◆ WHAT THE TASK REQUIRES: Please transcribe the listing below exactly, but only from the line containing "grass and record the coordinates." through its last line.
*** Opening of RECORDED DATA ***
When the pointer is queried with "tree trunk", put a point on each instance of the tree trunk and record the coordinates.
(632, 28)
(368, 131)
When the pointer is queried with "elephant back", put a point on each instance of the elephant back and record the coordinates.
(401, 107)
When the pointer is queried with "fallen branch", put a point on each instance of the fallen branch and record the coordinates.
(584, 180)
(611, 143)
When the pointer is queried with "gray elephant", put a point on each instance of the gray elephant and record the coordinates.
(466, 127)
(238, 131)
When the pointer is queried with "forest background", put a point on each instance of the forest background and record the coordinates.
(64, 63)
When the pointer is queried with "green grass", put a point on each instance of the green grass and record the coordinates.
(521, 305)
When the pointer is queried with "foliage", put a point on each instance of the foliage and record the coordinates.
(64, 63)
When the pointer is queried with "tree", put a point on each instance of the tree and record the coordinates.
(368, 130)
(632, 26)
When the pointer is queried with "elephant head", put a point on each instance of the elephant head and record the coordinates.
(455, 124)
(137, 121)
*** Close of RECORDED DATA ***
◆ EXERCISE RESPONSE:
When the pointer is queried with "green grass", put a point on each instance of the green grass and record the coordinates.
(521, 305)
When the pointer is queried with "foliage", put a point on each instance of the foliage and record the coordinates.
(64, 63)
When the pointer is queried with "tree", put a point on each instance of the tree and record the coordinates.
(368, 130)
(632, 26)
When the pointer is queried with "elephant head", put a point on each instance of the elephant head and record the coordinates.
(455, 124)
(137, 121)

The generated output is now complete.